Your goal: Rewrite the stretch from the line containing "As a courtesy, could you identify the gold" through the end of the records, requests included, and give only those lines. Multiply every bounding-box coordinate in the answers by 2.15, rounding each result to a whole number with halves rounded up.

--- START OF Dataset extract ---

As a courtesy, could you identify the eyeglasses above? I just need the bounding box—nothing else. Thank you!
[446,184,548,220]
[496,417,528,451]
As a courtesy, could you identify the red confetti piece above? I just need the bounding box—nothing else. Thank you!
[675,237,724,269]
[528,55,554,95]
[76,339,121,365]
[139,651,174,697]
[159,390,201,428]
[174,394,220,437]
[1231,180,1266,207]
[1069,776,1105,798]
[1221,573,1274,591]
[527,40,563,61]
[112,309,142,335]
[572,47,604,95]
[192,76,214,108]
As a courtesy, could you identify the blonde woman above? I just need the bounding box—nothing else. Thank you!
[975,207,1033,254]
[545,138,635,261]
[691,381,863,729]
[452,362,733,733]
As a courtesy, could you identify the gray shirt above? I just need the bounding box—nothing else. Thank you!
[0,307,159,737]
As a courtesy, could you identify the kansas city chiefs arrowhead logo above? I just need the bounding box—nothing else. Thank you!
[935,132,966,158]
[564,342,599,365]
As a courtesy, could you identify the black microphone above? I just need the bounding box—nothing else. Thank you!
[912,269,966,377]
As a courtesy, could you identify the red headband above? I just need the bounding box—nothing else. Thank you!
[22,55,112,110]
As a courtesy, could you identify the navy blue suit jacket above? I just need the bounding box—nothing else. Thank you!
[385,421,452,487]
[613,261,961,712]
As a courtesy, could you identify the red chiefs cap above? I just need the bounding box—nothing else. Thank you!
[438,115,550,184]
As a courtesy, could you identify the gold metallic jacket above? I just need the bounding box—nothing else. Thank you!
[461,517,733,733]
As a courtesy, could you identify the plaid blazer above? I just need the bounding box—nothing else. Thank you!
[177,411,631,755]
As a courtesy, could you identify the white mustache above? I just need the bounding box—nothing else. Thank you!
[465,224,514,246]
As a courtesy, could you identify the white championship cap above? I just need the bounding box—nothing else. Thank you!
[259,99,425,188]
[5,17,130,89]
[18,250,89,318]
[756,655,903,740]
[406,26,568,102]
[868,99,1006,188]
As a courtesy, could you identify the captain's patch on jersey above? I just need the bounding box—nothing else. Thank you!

--- END OF Dataset extract ---

Solution to the problem:
As a courtesy, could you identify the gold metallic jacket above? I just need the bounding box—nothing else. Thank you!
[991,1112,1576,1576]
As a courtesy, could you identify the plaid blazer above? I just need the bounding box—nothing else. Thank you!
[381,884,1357,1623]
As a courtesy, could you identify the white mustache above? I just need the bounding box—nothing else. Thank you!
[1000,482,1105,529]
As a courtesy, could you identify the white championship cap above? I just need the bounding box—nothing else. Thank you!
[557,213,914,404]
[11,37,280,191]
[39,538,191,684]
[1625,1408,1941,1591]
[873,56,1221,219]
[1866,213,2163,404]
As a courtesy, could you identify the captain's patch on jersey above? I just need the bounding box—nothing else. Thank you!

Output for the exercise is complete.